TASK. Copies of all lines that contain "bulb" are needed; take them from the data below.

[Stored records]
+ + + +
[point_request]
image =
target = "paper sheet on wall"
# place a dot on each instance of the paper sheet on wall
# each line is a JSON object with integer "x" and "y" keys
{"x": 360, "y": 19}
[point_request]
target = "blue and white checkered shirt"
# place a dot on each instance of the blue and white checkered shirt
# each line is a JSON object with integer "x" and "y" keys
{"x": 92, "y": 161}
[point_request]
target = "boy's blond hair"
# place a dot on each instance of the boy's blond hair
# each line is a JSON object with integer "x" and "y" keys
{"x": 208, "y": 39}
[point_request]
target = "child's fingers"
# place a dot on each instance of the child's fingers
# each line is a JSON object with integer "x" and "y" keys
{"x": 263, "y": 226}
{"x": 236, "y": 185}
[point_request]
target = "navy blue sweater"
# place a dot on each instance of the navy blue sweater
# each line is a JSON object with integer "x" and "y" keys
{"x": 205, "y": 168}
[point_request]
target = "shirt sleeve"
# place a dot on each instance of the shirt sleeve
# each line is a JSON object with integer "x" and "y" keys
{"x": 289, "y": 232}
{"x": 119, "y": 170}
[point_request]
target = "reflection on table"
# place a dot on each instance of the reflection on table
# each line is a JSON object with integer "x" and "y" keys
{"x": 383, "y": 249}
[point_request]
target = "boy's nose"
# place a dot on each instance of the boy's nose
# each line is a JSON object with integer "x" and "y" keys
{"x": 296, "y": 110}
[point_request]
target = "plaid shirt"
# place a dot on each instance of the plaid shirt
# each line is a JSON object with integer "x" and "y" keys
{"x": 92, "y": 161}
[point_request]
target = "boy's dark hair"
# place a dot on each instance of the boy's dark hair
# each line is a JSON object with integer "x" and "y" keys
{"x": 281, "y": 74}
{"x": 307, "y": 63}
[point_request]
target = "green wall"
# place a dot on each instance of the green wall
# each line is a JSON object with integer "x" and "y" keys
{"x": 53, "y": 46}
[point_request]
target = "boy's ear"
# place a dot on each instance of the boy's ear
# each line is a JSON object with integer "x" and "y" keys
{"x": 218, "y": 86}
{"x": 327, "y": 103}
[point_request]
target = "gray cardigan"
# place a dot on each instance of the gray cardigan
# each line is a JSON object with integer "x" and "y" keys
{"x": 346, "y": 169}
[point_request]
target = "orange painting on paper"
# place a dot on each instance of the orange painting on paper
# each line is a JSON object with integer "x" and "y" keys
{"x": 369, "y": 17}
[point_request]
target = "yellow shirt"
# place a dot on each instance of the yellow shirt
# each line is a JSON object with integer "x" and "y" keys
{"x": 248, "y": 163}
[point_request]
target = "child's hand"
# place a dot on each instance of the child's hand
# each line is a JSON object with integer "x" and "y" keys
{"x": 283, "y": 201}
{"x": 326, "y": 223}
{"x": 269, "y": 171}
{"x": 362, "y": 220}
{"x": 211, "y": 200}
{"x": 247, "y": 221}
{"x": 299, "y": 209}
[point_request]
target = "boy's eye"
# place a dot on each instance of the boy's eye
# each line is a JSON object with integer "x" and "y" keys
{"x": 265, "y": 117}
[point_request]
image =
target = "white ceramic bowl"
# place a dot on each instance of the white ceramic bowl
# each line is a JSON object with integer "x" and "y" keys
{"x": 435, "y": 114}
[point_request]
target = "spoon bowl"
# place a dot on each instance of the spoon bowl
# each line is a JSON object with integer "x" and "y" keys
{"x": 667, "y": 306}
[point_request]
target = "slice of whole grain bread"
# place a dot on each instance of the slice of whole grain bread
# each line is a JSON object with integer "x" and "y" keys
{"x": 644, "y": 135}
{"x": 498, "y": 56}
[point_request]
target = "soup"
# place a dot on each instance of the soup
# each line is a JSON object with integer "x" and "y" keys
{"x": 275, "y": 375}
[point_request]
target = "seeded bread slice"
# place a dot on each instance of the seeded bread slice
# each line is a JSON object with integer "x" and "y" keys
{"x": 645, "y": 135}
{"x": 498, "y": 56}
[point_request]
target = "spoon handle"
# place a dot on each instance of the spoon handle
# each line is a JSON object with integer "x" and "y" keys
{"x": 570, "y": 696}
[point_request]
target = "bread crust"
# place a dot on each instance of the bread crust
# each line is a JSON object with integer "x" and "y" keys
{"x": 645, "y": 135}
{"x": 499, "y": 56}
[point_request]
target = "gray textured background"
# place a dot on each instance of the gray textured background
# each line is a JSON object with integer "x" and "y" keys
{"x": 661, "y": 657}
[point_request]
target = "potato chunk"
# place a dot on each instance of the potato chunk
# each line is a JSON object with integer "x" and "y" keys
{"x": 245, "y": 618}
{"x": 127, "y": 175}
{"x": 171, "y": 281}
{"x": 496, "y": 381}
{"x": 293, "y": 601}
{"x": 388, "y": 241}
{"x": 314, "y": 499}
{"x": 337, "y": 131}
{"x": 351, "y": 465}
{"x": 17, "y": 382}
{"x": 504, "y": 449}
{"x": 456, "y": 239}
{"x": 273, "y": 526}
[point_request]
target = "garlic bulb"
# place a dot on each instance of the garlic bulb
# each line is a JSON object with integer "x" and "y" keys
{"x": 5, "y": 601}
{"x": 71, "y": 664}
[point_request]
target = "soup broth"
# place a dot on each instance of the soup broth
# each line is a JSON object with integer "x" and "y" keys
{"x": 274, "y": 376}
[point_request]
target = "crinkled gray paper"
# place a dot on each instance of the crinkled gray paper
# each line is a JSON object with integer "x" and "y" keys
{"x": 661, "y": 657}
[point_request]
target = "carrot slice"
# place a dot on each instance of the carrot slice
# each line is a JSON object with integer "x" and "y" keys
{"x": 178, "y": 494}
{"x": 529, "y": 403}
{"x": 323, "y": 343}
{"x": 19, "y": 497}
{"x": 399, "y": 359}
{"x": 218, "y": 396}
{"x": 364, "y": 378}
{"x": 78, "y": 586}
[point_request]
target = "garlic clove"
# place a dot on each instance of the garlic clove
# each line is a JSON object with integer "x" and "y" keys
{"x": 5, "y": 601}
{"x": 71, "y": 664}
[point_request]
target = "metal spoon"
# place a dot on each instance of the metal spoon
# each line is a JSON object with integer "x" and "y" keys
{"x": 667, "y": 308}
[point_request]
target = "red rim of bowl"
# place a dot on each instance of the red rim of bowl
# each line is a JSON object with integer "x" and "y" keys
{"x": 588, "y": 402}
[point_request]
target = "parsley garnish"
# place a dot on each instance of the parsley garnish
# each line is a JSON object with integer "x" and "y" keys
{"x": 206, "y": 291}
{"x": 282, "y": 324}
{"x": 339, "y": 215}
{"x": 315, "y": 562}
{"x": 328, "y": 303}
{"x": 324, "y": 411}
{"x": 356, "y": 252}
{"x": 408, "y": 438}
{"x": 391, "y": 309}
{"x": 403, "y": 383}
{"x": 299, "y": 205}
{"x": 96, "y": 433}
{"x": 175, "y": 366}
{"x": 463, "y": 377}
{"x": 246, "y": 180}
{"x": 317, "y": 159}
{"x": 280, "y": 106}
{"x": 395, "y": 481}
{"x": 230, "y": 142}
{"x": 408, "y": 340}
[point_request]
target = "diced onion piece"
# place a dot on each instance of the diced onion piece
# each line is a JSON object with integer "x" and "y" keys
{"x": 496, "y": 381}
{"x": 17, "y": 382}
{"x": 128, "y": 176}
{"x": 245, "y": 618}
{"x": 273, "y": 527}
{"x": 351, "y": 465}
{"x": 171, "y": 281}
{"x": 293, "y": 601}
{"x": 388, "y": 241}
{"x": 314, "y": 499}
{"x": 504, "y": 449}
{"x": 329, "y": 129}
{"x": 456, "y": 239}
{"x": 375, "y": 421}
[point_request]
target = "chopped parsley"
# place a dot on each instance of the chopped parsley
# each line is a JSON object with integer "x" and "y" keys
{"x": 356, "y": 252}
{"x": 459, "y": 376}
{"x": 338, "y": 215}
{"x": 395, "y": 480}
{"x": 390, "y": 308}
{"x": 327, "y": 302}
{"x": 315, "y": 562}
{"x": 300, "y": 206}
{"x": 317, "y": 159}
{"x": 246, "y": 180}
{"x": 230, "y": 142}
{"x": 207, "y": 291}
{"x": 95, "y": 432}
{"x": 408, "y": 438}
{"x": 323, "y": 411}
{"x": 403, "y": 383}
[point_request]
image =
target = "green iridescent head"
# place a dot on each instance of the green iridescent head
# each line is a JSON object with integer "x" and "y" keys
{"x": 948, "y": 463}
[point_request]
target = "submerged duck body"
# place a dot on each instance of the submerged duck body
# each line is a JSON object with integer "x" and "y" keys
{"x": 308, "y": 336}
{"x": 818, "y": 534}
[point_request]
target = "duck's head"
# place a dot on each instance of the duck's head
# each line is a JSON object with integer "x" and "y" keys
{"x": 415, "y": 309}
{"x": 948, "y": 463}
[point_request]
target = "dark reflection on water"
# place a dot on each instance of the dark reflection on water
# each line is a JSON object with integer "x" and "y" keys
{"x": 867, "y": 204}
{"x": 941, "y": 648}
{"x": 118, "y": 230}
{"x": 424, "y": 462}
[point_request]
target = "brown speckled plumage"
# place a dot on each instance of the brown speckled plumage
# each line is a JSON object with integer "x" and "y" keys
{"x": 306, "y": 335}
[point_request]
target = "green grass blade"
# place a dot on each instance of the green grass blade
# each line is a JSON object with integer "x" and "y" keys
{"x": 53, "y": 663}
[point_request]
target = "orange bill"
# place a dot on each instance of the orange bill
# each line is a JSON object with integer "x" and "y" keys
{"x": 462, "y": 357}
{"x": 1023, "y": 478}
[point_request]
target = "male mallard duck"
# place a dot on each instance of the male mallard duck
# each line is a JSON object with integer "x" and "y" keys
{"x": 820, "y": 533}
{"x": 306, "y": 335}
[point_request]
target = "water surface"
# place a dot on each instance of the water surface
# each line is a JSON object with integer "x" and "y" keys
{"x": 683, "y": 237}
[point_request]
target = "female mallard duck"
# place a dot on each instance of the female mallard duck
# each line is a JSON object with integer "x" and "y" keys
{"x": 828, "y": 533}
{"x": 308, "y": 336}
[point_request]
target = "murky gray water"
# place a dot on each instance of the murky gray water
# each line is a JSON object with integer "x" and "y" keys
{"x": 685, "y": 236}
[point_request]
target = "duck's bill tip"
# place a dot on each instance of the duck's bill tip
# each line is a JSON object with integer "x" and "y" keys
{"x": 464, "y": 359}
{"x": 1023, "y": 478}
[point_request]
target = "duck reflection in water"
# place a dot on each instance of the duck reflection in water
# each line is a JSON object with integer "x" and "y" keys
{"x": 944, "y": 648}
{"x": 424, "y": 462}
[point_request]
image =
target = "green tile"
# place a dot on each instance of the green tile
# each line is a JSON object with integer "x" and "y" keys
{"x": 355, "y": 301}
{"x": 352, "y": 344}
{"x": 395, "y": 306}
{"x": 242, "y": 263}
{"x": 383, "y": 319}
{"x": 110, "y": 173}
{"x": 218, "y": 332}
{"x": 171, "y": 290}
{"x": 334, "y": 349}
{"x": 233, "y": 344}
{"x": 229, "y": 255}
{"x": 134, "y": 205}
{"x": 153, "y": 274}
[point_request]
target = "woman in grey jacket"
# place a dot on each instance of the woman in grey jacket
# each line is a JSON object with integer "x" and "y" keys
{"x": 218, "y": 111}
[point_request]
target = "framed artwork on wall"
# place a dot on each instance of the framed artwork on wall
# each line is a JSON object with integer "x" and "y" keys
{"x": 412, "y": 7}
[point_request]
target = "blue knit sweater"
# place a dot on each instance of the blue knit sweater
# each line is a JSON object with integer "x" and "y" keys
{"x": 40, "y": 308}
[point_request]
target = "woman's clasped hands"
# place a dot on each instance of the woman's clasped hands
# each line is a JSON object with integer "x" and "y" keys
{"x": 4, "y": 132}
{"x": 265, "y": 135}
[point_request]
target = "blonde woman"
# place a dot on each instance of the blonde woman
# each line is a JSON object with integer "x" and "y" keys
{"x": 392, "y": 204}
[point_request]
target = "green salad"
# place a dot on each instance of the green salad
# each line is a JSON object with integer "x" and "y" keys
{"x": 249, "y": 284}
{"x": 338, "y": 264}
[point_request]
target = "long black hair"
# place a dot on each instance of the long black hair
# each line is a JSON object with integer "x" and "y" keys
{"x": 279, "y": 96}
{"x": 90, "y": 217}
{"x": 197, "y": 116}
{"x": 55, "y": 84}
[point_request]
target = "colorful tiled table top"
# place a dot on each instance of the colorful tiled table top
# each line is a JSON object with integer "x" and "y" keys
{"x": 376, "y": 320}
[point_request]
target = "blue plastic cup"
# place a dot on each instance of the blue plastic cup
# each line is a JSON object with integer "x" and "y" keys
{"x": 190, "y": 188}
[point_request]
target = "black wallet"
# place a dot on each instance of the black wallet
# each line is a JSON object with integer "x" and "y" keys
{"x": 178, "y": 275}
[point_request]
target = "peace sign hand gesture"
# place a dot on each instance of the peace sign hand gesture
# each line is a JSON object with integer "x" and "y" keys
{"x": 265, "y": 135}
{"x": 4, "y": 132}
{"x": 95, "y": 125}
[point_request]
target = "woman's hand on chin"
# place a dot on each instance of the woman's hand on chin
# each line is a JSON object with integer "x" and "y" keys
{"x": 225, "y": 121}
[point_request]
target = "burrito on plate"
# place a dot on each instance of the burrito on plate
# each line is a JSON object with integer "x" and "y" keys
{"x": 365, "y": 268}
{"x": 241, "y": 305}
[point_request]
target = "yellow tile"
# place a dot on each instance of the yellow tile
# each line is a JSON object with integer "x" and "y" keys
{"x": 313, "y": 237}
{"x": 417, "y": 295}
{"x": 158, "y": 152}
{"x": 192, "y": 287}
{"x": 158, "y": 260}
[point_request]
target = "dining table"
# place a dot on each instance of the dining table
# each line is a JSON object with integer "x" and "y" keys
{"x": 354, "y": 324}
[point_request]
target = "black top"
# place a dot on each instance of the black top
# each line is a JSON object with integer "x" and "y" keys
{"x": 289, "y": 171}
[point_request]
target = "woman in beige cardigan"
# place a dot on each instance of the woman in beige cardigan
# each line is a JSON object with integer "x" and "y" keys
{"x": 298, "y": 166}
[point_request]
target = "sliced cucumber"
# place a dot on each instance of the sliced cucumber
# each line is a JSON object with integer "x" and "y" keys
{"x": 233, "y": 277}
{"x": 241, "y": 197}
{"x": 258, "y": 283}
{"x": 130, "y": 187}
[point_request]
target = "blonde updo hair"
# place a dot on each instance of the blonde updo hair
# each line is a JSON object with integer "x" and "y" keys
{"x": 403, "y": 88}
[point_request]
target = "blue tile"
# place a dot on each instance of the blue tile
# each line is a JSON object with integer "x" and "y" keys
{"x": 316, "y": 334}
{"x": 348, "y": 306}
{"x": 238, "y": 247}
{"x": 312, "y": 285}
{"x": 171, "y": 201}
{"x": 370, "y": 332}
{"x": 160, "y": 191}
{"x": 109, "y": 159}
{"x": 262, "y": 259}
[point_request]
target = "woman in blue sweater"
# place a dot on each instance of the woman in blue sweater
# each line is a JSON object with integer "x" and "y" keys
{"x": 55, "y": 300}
+ + + +
ANSWER.
target = "garlic bulb"
# place a dot on each instance of the garlic bulb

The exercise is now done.